| WHAT IS EXPECTED |
Starting at the line that contains "Would you be willing to put a dot on the side", restate every line word for word through the end of the entries.

GIVEN DATA Block Start

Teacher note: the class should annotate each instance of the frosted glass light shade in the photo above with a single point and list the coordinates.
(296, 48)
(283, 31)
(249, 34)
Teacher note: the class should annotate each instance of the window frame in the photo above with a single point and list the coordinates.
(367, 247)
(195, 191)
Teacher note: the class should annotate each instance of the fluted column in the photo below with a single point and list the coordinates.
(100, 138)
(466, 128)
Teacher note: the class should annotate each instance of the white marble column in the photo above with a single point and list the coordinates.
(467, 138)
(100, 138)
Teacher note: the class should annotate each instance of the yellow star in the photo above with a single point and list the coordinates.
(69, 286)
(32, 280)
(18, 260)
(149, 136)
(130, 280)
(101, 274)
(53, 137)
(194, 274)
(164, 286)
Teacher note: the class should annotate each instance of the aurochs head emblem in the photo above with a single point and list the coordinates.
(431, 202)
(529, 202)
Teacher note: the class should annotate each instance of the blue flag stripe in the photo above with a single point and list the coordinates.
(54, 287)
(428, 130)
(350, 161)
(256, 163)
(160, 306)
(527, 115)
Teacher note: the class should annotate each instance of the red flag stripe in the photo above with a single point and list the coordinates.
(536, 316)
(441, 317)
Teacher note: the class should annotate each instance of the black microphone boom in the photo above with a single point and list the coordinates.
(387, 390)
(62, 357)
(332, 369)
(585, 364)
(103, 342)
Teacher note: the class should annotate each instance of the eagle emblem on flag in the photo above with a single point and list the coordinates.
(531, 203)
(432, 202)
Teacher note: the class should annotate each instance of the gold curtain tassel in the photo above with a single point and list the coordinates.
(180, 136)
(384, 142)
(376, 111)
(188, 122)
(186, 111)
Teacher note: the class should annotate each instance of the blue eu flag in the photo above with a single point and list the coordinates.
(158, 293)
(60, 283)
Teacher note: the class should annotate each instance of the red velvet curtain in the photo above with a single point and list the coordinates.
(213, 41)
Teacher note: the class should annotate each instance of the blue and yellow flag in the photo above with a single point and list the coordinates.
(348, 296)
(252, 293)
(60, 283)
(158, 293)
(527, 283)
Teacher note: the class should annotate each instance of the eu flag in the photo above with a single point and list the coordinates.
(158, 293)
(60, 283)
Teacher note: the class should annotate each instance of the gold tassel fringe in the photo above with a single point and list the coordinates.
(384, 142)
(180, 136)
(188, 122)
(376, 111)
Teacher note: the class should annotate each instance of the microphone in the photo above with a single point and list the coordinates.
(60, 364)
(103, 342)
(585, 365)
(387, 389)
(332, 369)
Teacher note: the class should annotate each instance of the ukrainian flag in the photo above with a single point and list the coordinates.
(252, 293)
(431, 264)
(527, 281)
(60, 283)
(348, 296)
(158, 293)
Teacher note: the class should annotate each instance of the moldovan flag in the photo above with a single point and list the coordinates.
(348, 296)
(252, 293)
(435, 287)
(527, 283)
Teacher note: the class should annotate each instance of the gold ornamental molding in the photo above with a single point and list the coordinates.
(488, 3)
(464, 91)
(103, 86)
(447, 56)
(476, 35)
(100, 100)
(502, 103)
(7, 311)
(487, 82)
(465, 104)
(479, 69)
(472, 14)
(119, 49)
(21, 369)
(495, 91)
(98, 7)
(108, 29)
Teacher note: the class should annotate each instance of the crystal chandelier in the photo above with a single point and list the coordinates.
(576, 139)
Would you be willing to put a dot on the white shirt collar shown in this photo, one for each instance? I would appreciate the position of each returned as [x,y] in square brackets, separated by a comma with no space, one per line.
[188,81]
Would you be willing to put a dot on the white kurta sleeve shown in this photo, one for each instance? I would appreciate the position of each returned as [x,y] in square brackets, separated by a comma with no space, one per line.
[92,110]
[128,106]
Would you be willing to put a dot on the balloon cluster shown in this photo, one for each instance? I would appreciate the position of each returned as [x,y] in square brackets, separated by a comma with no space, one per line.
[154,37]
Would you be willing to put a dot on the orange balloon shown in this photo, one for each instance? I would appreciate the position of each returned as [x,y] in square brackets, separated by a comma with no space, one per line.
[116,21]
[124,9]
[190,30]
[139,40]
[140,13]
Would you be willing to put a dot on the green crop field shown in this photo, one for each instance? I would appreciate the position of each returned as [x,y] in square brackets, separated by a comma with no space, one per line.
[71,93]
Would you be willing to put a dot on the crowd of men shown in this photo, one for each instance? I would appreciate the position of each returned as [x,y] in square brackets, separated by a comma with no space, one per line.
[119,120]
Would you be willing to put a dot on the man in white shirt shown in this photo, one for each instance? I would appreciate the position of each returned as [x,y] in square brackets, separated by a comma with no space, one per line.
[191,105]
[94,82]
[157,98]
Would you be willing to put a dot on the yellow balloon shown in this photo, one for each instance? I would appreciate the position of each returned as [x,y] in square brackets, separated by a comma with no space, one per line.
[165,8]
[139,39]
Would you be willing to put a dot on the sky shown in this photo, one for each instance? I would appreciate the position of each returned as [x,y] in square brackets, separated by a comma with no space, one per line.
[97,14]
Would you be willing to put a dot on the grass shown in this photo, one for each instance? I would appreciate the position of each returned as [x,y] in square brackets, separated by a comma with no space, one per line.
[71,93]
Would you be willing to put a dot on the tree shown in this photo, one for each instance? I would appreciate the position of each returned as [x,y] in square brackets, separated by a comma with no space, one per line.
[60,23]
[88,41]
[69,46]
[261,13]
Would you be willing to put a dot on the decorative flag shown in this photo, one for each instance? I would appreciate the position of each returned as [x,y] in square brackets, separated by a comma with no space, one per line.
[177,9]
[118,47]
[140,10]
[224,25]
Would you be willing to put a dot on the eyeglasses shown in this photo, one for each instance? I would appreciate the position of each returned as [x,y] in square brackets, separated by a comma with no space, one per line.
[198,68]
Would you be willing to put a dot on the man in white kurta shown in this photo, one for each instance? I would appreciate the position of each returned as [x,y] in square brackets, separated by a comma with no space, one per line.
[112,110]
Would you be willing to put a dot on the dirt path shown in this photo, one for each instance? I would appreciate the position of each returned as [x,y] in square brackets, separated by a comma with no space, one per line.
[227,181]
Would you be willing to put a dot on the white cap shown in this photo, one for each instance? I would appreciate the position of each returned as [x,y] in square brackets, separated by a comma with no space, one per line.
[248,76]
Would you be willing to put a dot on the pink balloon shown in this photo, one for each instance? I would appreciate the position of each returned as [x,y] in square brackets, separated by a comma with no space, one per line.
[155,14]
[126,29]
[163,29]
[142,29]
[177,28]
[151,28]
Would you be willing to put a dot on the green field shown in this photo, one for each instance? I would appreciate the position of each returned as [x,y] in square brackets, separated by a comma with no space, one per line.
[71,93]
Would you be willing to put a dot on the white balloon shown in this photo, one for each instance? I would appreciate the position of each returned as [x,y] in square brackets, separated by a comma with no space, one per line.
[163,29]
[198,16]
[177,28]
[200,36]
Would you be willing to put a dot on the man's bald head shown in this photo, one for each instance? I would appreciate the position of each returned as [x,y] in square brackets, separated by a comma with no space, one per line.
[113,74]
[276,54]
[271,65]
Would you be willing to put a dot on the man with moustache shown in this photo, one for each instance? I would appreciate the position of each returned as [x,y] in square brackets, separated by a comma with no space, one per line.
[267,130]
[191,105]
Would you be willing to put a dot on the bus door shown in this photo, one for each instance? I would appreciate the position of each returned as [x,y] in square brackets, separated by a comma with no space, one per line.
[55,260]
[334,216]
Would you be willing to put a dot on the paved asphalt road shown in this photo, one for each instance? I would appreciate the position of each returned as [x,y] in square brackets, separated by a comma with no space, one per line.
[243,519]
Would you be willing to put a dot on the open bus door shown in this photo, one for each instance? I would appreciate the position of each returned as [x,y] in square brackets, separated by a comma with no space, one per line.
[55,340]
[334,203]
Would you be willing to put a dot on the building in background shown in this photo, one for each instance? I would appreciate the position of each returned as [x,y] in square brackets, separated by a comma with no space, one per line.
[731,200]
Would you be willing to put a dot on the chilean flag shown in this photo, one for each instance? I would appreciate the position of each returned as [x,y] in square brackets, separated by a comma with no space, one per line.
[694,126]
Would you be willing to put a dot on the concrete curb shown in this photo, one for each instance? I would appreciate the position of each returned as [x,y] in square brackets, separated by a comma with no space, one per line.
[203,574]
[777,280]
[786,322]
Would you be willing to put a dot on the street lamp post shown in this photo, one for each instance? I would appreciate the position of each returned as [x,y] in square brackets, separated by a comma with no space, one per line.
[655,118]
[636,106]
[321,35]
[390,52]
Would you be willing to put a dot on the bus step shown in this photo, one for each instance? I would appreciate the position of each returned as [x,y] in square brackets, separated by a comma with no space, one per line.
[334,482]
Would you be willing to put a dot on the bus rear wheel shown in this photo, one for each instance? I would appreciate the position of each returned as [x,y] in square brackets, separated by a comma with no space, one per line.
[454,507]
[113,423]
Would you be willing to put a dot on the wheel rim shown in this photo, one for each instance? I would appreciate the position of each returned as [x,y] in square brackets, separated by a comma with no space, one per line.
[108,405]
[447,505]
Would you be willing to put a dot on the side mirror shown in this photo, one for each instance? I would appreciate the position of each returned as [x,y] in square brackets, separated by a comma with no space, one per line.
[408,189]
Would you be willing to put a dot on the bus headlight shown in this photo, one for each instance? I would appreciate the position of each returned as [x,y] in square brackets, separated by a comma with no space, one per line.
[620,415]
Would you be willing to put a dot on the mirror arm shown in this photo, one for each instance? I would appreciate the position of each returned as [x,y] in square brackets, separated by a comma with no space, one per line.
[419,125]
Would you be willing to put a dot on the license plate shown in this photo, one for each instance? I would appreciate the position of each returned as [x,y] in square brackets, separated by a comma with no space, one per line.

GIVEN DATA Block End

| ANSWER SPACE |
Would you be willing to put a dot on the side mirror shown in this photo, one for each instance? I would appreciate the position of each returned as [x,y] in square brackets, separated by a comma with no space, one per line.
[408,189]
Would you be willing to put a dot on the bus headlight shown in this photo, one for each instance? I would appreciate the position of each returned as [x,y] in square brackets, separated by a comma with no space, one per line.
[620,415]
Would you be willing to put a dot on the mirror arm shown in this photo, one for each instance? I would appreciate the position of each returned as [x,y] in square brackets, separated by a comma with no space, one per line.
[419,125]
Would you be willing to put a dot on the license plate shown in this photo, one for each instance? I would appreciate the position of each returned as [x,y] in square brackets, separated by a comma with no space, one per line.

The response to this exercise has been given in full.